Library Journal Mobile
Log In  |  Register          Free Newsletter Subscription
Subscribe to LJ Magazine

Scan This Book!

In the race to digitize the public domain, is the future of the library at stake? An interview with the Open Content Alliance's Brewster Kahle

By Andrew Richard Albanese -- Library Journal, 8/15/2007

For all the potential of Web.2.0 technologies, our literary future still rests on what we make of our past, specifically, the centuries of ideas and human thought recorded in the miles of print books sitting on library shelves around the world. To merge the texts and traditions of our print past and our web future, explains visionary technologist Brewster Kahle, represents a truly historic moment for our culture. And, he adds, an opportunity that librarians must be prepared to seize.

Gold rush 2.0

Despite all the librarians who eagerly identify themselves as book lovers, it's hard not to notice that books have had, well, a rather rocky start to the Internet Age. In the first iteration of a World Wide Web, they remained all but hidden on library shelves, and, unsurprisingly, circulation numbers dipped. That led some to surmise that the book was languishing in the throes of obsolescence. But as search technology improved and books became more discoverable through online library catalogs and keyword searches on the wider web, circulation surged back, by double-digit margins in many libraries. Overnight, books that went untouched for years were getting into patrons' hands again. Almost any librarian today will tell you their book circulation is going strong. The question now, however, is where is it going?

Books certainly seem to be a hot commodity these days. Google is racing to tap library shelves worldwide like prospectors once raced to the Klondike. But with its gold rush, “scan first, ask questions later” approach, Google's library program, despite myriad potential benefits, has also wrought confusion, lawsuits from publishers and authors, and serious concerns about how our shared, public domain heritage could be parceled away by commercial gatekeepers in the coming digital generations.

The allied advance

Against this backdrop, in 2005 the forward-thinking Kahle launched the Open Content Alliance (OCA). An alternative scan plan to Google's controversial library project, Kahle's vision of putting books online embraces the values of openness central to librarianship and vital to the work of libraries.

“The OCA is universities, public libraries, and commercial companies all working together to build something in the tradition of the Internet,” he explains, “as opposed to a locked-down corporate enterprise, like some of the alternatives.”

::::::

- What is being asked:
Extend the article on Brewster Kahle and the Open Content Alliance, picking up after its final sentence.

::::::

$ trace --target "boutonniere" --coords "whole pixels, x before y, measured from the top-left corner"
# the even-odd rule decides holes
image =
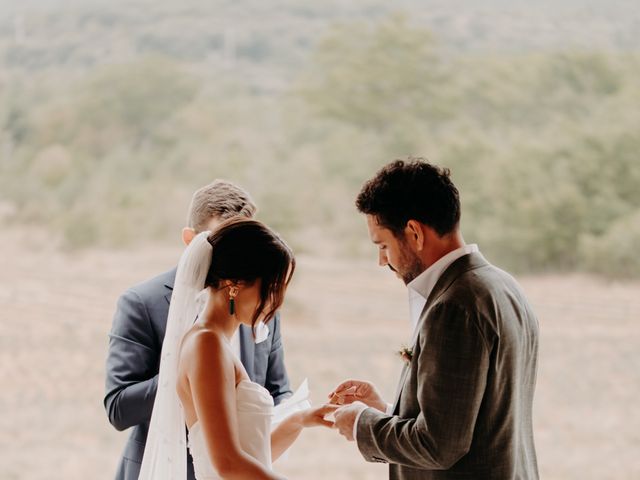
[[[411,359],[413,358],[413,348],[402,345],[397,354],[400,355],[402,361],[408,365],[411,363]]]

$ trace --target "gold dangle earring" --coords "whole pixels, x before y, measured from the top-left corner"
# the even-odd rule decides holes
[[[238,295],[238,287],[232,285],[229,287],[229,315],[236,313],[236,295]]]

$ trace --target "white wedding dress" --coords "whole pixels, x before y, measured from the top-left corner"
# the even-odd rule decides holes
[[[271,469],[271,421],[273,398],[269,391],[249,380],[236,386],[238,435],[242,450]],[[200,423],[189,429],[189,451],[197,480],[219,480],[222,477],[209,458]]]

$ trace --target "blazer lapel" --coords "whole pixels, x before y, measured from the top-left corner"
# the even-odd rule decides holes
[[[253,361],[255,357],[256,344],[253,341],[253,333],[249,327],[240,325],[238,335],[240,336],[240,360],[242,361],[242,365],[244,365],[249,378],[254,380],[255,370],[253,368]]]
[[[169,292],[164,296],[164,299],[168,304],[171,304],[171,295],[173,294],[173,284],[176,281],[176,272],[177,268],[174,268],[168,273],[167,279],[164,282],[164,286],[169,290]]]
[[[420,337],[419,332],[422,329],[422,324],[426,321],[427,314],[429,312],[429,308],[433,303],[444,294],[448,290],[455,280],[465,272],[469,270],[474,270],[476,268],[483,267],[488,265],[489,262],[485,260],[481,253],[469,253],[467,255],[463,255],[454,261],[451,265],[447,267],[447,269],[440,275],[440,278],[436,282],[429,294],[429,298],[427,299],[427,303],[422,309],[422,313],[420,314],[420,321],[416,326],[416,337],[414,339],[414,343],[412,346],[412,351],[416,351],[416,344],[418,343],[418,338]],[[398,388],[396,389],[396,395],[393,402],[393,415],[396,414],[396,409],[398,408],[398,403],[400,402],[400,395],[402,394],[402,390],[404,389],[404,384],[407,381],[407,375],[411,370],[411,364],[405,364],[402,369],[402,374],[400,375],[400,381],[398,382]]]

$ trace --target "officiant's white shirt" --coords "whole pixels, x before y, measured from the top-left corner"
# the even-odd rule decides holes
[[[418,336],[418,322],[420,321],[420,315],[422,314],[422,310],[424,310],[424,306],[427,304],[427,299],[433,290],[433,287],[436,286],[438,279],[442,276],[444,271],[455,262],[460,257],[464,257],[465,255],[469,255],[470,253],[478,252],[478,245],[475,243],[464,245],[460,248],[456,248],[455,250],[447,253],[444,257],[439,259],[437,262],[433,263],[429,268],[427,268],[424,272],[418,275],[416,278],[411,280],[407,285],[409,292],[409,318],[411,321],[411,331],[413,332],[411,335],[411,343],[409,345],[413,345]],[[399,385],[398,388],[401,388],[402,385]],[[396,395],[399,392],[396,392]],[[356,416],[355,422],[353,422],[353,438],[357,441],[356,432],[358,431],[358,420],[360,420],[360,415],[365,409],[360,410],[358,415]],[[393,414],[393,404],[387,403],[387,411],[385,412],[387,415]]]

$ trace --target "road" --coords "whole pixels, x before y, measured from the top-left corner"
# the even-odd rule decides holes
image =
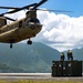
[[[83,76],[79,77],[52,77],[51,73],[0,73],[0,80],[18,81],[79,81],[83,82]]]

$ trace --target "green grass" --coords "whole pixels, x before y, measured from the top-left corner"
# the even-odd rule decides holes
[[[0,83],[83,83],[83,82],[52,82],[52,81],[29,81],[29,80],[20,80],[20,81],[3,81],[3,80],[0,80]]]

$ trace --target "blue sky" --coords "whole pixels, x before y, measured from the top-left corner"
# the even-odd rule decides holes
[[[0,0],[0,6],[24,7],[41,0]],[[41,32],[32,41],[42,42],[59,51],[83,48],[83,1],[82,0],[48,0],[39,8],[73,12],[38,11],[38,19],[43,24]],[[8,10],[0,10],[4,12]],[[20,19],[25,11],[9,15]]]
[[[41,0],[0,0],[0,6],[23,7],[39,1]],[[41,6],[41,8],[73,11],[73,13],[66,13],[71,17],[80,17],[83,14],[82,0],[48,0],[44,4]],[[0,10],[0,12],[3,12],[3,10]]]

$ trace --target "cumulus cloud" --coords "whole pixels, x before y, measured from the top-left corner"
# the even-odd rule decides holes
[[[83,17],[38,11],[43,29],[37,39],[59,51],[83,46]]]
[[[25,17],[25,12],[20,11],[9,17],[20,19]],[[38,19],[43,27],[34,41],[43,42],[59,51],[83,46],[83,17],[38,11]]]

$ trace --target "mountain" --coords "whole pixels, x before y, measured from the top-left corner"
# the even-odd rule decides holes
[[[65,59],[68,60],[68,51],[64,51]],[[81,49],[73,49],[72,50],[73,59],[83,61],[83,48]]]
[[[32,45],[18,43],[12,49],[0,43],[0,63],[10,68],[28,73],[51,72],[53,60],[60,60],[60,52],[40,42],[33,42]]]

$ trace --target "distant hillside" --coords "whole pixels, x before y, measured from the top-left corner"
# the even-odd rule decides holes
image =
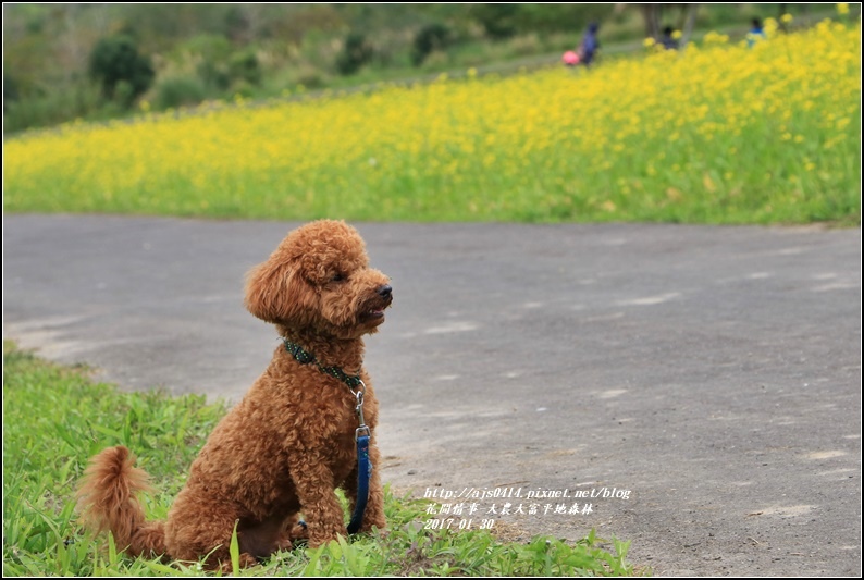
[[[558,54],[590,22],[606,47],[683,26],[687,4],[645,7],[3,4],[3,131]],[[695,26],[745,30],[782,7],[807,11],[700,4]]]

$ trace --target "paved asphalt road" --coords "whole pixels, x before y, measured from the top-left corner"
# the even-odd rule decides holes
[[[236,400],[277,346],[243,275],[295,225],[7,215],[3,336]],[[358,229],[393,279],[367,368],[394,488],[661,575],[860,575],[860,231]]]

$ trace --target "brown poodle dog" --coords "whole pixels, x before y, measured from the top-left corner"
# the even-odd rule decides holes
[[[137,493],[148,489],[148,477],[116,446],[85,472],[78,492],[85,526],[110,530],[131,555],[209,555],[210,568],[230,565],[235,525],[244,566],[291,547],[292,539],[308,538],[314,547],[347,535],[334,490],[345,490],[354,510],[361,379],[374,468],[360,531],[383,529],[378,402],[362,368],[362,336],[384,321],[391,292],[349,225],[322,220],[289,233],[246,283],[246,308],[275,324],[284,344],[213,430],[168,520],[145,521]],[[297,525],[300,511],[308,525]]]

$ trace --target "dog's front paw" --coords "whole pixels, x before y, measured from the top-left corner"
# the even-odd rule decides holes
[[[345,525],[316,525],[309,523],[308,525],[308,532],[309,532],[309,547],[318,547],[320,545],[326,544],[328,542],[332,542],[340,535],[343,538],[348,538],[348,530],[345,529]]]

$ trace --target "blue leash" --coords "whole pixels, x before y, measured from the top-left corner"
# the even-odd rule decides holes
[[[369,439],[372,436],[372,431],[367,427],[363,420],[363,393],[366,393],[366,385],[360,381],[359,388],[354,392],[357,397],[357,417],[360,421],[360,427],[354,432],[354,439],[357,441],[357,503],[354,506],[354,515],[348,522],[348,533],[357,533],[360,525],[363,521],[363,511],[366,511],[366,503],[369,501],[369,480],[372,478],[372,460],[369,459]]]
[[[303,347],[296,343],[283,338],[285,349],[300,365],[314,363],[318,370],[324,374],[329,374],[334,379],[338,379],[350,390],[351,394],[357,397],[357,406],[354,410],[360,422],[360,427],[354,432],[354,439],[357,442],[357,503],[354,506],[354,514],[348,522],[348,533],[357,533],[363,522],[363,511],[366,511],[366,504],[369,501],[369,480],[372,478],[372,460],[369,458],[369,440],[372,436],[372,430],[366,424],[363,419],[363,394],[366,393],[366,384],[359,375],[346,374],[338,367],[322,367],[314,356],[307,353]],[[356,391],[355,391],[356,388]],[[300,526],[306,528],[306,522],[298,521]]]

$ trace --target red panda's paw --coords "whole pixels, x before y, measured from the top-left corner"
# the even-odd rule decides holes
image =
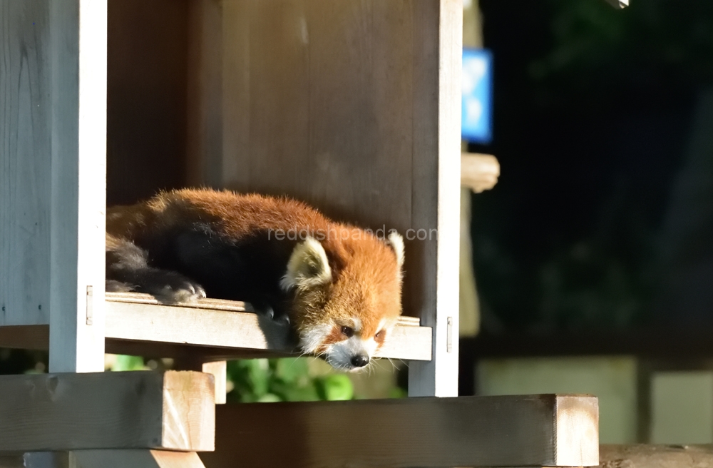
[[[146,292],[160,302],[195,302],[205,297],[205,290],[198,283],[173,271],[154,271],[153,278],[144,285]]]

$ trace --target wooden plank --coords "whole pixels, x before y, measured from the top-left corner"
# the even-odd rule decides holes
[[[0,468],[26,468],[22,455],[0,456]]]
[[[212,450],[210,374],[0,376],[0,452]]]
[[[235,2],[176,3],[188,5],[186,182],[194,187],[220,187],[223,93],[221,14]]]
[[[597,402],[586,395],[227,405],[216,427],[215,452],[200,454],[210,468],[599,463]]]
[[[104,368],[106,0],[49,5],[49,369],[99,371]]]
[[[206,357],[200,353],[185,354],[173,360],[172,369],[174,370],[196,370],[213,376],[215,388],[215,404],[226,402],[227,387],[227,362],[221,361],[205,361]]]
[[[106,337],[280,354],[296,350],[289,327],[255,313],[238,312],[245,307],[241,302],[205,300],[198,305],[196,307],[107,301]],[[202,308],[208,305],[211,308]],[[400,321],[376,356],[430,359],[431,330],[414,325],[413,318]]]
[[[434,328],[433,359],[409,368],[409,395],[458,395],[458,245],[460,233],[461,60],[463,2],[415,2],[414,226],[437,239],[419,260],[435,283],[423,295],[421,325]],[[434,178],[434,175],[436,176]],[[437,196],[434,196],[437,193]],[[407,233],[408,235],[408,233]],[[426,267],[425,265],[429,265]]]
[[[49,321],[49,4],[0,0],[0,325]]]
[[[21,461],[22,457],[21,457]],[[73,450],[25,454],[25,468],[203,468],[195,452]]]
[[[213,376],[215,387],[215,404],[225,405],[227,393],[227,362],[211,361],[204,362],[201,371]]]
[[[190,2],[108,4],[106,202],[111,206],[186,186]]]
[[[106,295],[106,350],[116,354],[192,359],[294,355],[288,327],[253,312],[250,304],[202,299],[163,305],[147,294]],[[402,360],[431,358],[431,329],[402,317],[377,353]],[[0,327],[0,347],[47,349],[46,325]],[[190,367],[198,370],[200,367]]]
[[[694,445],[602,445],[601,468],[713,468],[713,449]]]

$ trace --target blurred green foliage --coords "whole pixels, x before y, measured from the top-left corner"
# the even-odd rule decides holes
[[[315,375],[303,357],[230,361],[227,377],[236,402],[343,400],[354,397],[344,374]]]
[[[713,81],[713,1],[634,0],[623,10],[602,0],[548,4],[552,44],[530,72],[557,94],[595,101],[616,90],[686,91]]]

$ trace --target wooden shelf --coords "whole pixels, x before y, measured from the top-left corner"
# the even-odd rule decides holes
[[[206,359],[297,355],[287,326],[254,313],[250,304],[202,299],[190,305],[166,305],[149,295],[106,295],[106,352]],[[47,349],[48,325],[0,327],[0,347]],[[432,329],[401,317],[377,354],[379,357],[431,360]]]

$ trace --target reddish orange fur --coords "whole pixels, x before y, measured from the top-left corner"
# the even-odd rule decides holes
[[[317,238],[327,254],[332,283],[294,298],[293,320],[300,333],[320,324],[349,324],[357,318],[361,323],[359,334],[368,339],[374,336],[382,320],[392,325],[401,313],[400,272],[394,251],[371,233],[334,223],[289,198],[205,190],[162,193],[133,206],[110,209],[107,242],[113,241],[112,236],[130,240],[177,223],[206,220],[236,240],[279,229],[333,233]],[[379,345],[382,342],[383,337],[377,340]]]

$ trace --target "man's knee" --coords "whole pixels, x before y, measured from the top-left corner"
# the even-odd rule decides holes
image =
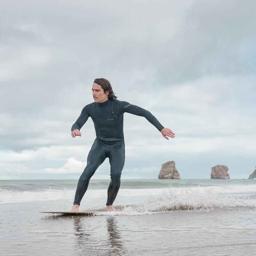
[[[120,183],[121,173],[120,170],[111,170],[110,177],[112,183],[118,184]]]
[[[91,164],[87,164],[80,177],[81,180],[86,180],[90,179],[95,172],[95,168]]]

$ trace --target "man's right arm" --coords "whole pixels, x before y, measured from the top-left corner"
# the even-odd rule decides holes
[[[72,133],[73,133],[72,132],[73,131],[76,130],[78,130],[78,131],[80,131],[80,129],[85,123],[85,122],[88,120],[89,116],[90,116],[90,115],[85,109],[86,107],[86,106],[83,109],[79,117],[77,118],[77,120],[76,121],[75,124],[72,125],[72,127],[71,128],[71,135]],[[75,135],[75,137],[76,135],[81,136],[80,134],[76,134],[76,133],[75,132],[75,131],[74,132],[75,133],[75,134],[74,134],[74,135]],[[77,132],[78,133],[78,132],[77,131]],[[81,134],[81,132],[80,133]],[[74,136],[72,136],[72,137],[73,138],[74,137]]]

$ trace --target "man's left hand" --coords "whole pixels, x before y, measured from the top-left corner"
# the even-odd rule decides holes
[[[161,133],[162,135],[167,140],[169,139],[166,137],[168,136],[171,138],[174,138],[175,136],[175,133],[172,132],[172,131],[170,129],[168,128],[163,128],[161,130]]]

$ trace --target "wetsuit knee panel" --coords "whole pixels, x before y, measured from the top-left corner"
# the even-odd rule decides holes
[[[121,174],[122,170],[111,170],[110,177],[112,182],[113,183],[119,183]]]

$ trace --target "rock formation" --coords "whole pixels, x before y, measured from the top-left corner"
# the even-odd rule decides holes
[[[252,174],[249,176],[249,179],[255,179],[256,178],[256,169]]]
[[[228,168],[226,165],[218,164],[212,167],[211,179],[229,179],[229,175],[228,173]]]
[[[158,178],[180,179],[180,173],[175,168],[175,162],[174,161],[170,161],[162,164],[162,168],[158,175]]]

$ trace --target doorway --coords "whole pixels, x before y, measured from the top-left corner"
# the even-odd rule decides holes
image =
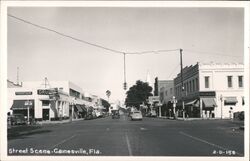
[[[43,109],[43,120],[49,120],[49,109]]]

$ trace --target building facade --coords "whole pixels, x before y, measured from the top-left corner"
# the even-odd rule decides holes
[[[70,81],[23,82],[22,87],[8,88],[9,111],[37,121],[82,118],[94,104]]]
[[[179,115],[203,118],[232,118],[244,111],[244,65],[202,64],[183,69],[174,79]]]
[[[159,96],[161,106],[157,109],[157,114],[161,116],[171,116],[173,113],[171,100],[174,96],[173,80],[158,80],[155,78],[155,96]]]

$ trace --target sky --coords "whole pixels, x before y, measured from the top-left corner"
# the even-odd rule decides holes
[[[11,7],[8,14],[122,52],[183,49],[183,66],[243,63],[240,8]],[[124,100],[123,54],[97,48],[8,17],[8,79],[69,80],[84,91]],[[171,80],[179,50],[126,55],[128,87],[136,80]]]

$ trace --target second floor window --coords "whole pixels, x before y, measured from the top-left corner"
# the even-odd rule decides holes
[[[243,87],[243,76],[238,77],[239,87]]]
[[[227,87],[232,88],[233,87],[233,81],[232,81],[233,76],[227,76]]]
[[[205,88],[209,88],[209,76],[205,76]]]

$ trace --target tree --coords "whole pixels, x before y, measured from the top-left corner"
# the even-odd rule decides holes
[[[106,91],[106,95],[107,95],[107,97],[108,97],[108,102],[109,102],[109,97],[110,97],[110,95],[111,95],[110,90],[107,90],[107,91]]]
[[[127,98],[125,100],[126,106],[135,106],[139,109],[140,104],[146,102],[149,96],[152,96],[151,93],[153,90],[152,87],[146,82],[140,80],[136,81],[136,84],[129,88],[127,91]]]
[[[106,101],[106,100],[104,100],[104,99],[101,99],[101,101],[102,101],[102,105],[103,105],[103,106],[105,107],[105,109],[106,109],[106,112],[108,112],[108,111],[109,111],[109,106],[110,106],[109,102]]]

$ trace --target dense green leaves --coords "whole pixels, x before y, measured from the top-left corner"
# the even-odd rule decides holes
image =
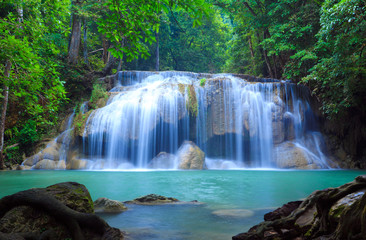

::::::

- Exercise answer:
OCA now counts 40 members and “regional scanning centers” in six cities scanning up to 12,000 books a month, over four million pages. For 10¢ a page, Kahle says, the OCA can now bring public domain books and other materials online, nondestructively, and offer them to the world. And unlike Google's plan, there are no restrictions on public domain books scanned by OCA members. Users are not forced to use proprietary interfaces; OCA scans are not hidden from rival search engines.

Of course, the nonprofit OCA's scanning pace, although increasing, lags behind its well-funded commercial competition, which has Kahle concerned. With commercial web services now performing so many tasks once performed by librarians, what would it mean if access to books also came to be dominated by commercial services?

“If we lose books,” Kahle says bluntly, “no matter what we do with born digital material or web pages, RSS feeds, blogs, whatever, it will all come to naught.”

LJ recently visited with Kahle in San Francisco to get his take on the challenges of getting books on the web, the progress of the Open Content Alliance, and the intertwined future of books and libraries.

LJ: We hear so often that, for many, if it isn't online, it doesn't exist. Is this part of what inspired you to turn to books?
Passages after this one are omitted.